The new math means workers are gaining power… and so are unions.

For now, it’s happening mainly in already-unionized industries. Railroads narrowly averted a strike last year only after Congress passed legislation to force a new contract. United Parcel Service (UPS) negotiations with the Teamsters union went down to the wire last month. With the mere possibility of a strike making large UPS customers start to shift to other services, the company agreed to generous new terms.

Hollywood writers and actors, on strike right now, are having less success. Studios and streaming services seem to think time is on their side. We’ll see. And the major auto manufacturers are still negotiating with the United Auto Workers, whose contract expires in September.

Longer term, the bigger change may be unionization in new places.

At Starbucks (SBUX), the number of unionized corporate-owned coffee shops has grown from 0 to 350 in just the last 21 months. With more than 15,000 Starbucks locations, those 350 are a drop in the coffee cup but that rapid growth rate is ominous. And the company’s aggressive efforts to resist keep getting slapped down in court.

■ Written instruction
Answer these questions using the passage on workers and unions:
(a) What did Congress do that let railroads avert a strike last year?
(b) In what month does the United Auto Workers contract expire?
(c) How many corporate-owned Starbucks coffee shops have unionized in the last 21 months?
The listing after this text is not needed for anything here.

■ Recorded information

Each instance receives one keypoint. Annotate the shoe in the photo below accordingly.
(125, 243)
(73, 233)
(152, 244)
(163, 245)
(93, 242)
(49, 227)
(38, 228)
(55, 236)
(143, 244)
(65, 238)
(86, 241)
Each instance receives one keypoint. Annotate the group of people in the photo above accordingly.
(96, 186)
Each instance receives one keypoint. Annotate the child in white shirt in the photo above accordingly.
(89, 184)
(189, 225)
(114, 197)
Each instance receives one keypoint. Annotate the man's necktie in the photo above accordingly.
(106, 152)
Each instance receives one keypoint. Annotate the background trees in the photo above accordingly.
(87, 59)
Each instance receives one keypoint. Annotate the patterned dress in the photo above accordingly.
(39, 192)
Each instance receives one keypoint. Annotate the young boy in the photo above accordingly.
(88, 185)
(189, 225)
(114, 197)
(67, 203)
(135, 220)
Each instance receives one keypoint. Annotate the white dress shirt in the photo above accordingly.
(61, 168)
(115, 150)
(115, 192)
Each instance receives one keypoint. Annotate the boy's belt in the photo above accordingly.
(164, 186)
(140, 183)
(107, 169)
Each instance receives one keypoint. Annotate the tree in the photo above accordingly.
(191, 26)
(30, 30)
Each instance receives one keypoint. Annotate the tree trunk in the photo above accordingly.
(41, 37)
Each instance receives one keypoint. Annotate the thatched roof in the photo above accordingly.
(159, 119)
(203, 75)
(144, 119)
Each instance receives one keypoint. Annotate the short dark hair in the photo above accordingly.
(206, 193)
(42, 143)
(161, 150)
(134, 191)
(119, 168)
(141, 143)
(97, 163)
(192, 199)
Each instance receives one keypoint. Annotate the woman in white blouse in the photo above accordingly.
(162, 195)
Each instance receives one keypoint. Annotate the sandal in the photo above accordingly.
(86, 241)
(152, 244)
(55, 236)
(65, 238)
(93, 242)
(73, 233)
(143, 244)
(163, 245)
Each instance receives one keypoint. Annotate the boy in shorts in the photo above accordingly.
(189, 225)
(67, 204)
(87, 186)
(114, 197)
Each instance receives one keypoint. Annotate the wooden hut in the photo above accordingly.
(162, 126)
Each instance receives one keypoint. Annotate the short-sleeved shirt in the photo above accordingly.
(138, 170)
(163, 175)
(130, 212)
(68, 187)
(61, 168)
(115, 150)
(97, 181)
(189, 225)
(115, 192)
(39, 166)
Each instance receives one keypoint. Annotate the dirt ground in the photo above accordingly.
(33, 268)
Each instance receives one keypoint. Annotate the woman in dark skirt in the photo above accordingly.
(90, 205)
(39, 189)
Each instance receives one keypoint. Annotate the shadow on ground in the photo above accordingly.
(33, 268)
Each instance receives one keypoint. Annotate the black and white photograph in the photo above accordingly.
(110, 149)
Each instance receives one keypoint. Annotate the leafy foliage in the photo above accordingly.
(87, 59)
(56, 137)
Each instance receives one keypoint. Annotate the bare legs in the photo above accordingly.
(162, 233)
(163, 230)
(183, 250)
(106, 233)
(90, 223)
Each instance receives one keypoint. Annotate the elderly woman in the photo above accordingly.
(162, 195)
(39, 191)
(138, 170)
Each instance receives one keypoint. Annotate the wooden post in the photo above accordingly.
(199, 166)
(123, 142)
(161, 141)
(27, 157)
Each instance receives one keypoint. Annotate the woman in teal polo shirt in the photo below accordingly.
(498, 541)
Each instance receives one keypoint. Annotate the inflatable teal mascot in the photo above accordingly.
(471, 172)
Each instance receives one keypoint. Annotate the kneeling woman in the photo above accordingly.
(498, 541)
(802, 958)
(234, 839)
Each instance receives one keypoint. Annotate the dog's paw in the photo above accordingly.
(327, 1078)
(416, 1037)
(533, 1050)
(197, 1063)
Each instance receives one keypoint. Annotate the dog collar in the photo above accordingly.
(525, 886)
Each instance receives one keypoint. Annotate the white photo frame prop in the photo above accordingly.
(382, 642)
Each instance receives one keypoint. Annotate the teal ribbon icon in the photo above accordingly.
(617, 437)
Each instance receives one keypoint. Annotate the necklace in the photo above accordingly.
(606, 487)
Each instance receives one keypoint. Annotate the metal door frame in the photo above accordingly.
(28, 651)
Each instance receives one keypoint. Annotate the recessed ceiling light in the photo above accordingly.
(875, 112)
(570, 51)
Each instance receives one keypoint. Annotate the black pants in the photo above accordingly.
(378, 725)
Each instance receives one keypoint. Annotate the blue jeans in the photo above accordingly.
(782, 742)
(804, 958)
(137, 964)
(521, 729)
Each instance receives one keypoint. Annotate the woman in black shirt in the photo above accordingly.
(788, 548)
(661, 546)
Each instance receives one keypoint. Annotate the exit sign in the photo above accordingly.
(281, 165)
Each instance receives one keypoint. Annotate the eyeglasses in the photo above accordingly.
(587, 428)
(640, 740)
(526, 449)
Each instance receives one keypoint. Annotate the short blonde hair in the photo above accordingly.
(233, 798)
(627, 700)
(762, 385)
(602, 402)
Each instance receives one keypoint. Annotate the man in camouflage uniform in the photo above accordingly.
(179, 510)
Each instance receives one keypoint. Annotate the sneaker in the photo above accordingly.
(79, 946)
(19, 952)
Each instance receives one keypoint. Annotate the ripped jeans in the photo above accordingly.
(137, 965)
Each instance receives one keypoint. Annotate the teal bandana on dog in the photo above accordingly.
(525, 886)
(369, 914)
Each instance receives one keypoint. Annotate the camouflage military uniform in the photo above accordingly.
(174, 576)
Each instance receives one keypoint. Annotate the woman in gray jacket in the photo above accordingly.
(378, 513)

■ Response for this exercise
(a) Congress passed legislation to force a new contract.
(b) September.
(c) 350.